» Exercise details:
From the line that contains "Prove it: the glass" to the last line of the entries, write each line out exactly; include both ends and nothing else.

» Data for the task:
++++
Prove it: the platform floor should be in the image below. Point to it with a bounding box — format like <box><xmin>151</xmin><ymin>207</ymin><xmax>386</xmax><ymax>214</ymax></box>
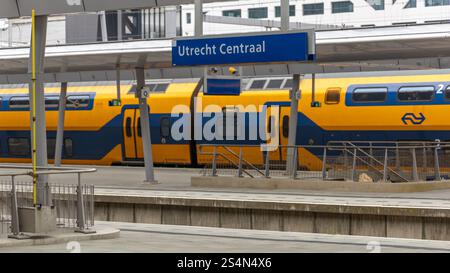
<box><xmin>6</xmin><ymin>165</ymin><xmax>450</xmax><ymax>207</ymax></box>
<box><xmin>1</xmin><ymin>221</ymin><xmax>450</xmax><ymax>253</ymax></box>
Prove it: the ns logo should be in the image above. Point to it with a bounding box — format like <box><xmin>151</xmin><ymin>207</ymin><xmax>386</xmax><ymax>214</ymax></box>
<box><xmin>66</xmin><ymin>0</ymin><xmax>82</xmax><ymax>6</ymax></box>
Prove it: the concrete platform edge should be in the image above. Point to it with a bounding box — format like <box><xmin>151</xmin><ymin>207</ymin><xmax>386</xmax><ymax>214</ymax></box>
<box><xmin>191</xmin><ymin>176</ymin><xmax>450</xmax><ymax>193</ymax></box>
<box><xmin>0</xmin><ymin>227</ymin><xmax>120</xmax><ymax>249</ymax></box>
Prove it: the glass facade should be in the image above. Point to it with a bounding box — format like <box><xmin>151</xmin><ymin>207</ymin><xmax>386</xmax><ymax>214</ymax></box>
<box><xmin>332</xmin><ymin>1</ymin><xmax>354</xmax><ymax>13</ymax></box>
<box><xmin>275</xmin><ymin>5</ymin><xmax>296</xmax><ymax>17</ymax></box>
<box><xmin>303</xmin><ymin>3</ymin><xmax>324</xmax><ymax>15</ymax></box>
<box><xmin>222</xmin><ymin>9</ymin><xmax>242</xmax><ymax>17</ymax></box>
<box><xmin>248</xmin><ymin>7</ymin><xmax>268</xmax><ymax>19</ymax></box>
++++
» Solution to this problem:
Prove it: the glass facade should be in the image above. Point to it with a bounding box — format like <box><xmin>151</xmin><ymin>207</ymin><xmax>386</xmax><ymax>214</ymax></box>
<box><xmin>332</xmin><ymin>1</ymin><xmax>354</xmax><ymax>13</ymax></box>
<box><xmin>275</xmin><ymin>5</ymin><xmax>296</xmax><ymax>17</ymax></box>
<box><xmin>303</xmin><ymin>3</ymin><xmax>324</xmax><ymax>15</ymax></box>
<box><xmin>222</xmin><ymin>9</ymin><xmax>242</xmax><ymax>17</ymax></box>
<box><xmin>248</xmin><ymin>7</ymin><xmax>268</xmax><ymax>19</ymax></box>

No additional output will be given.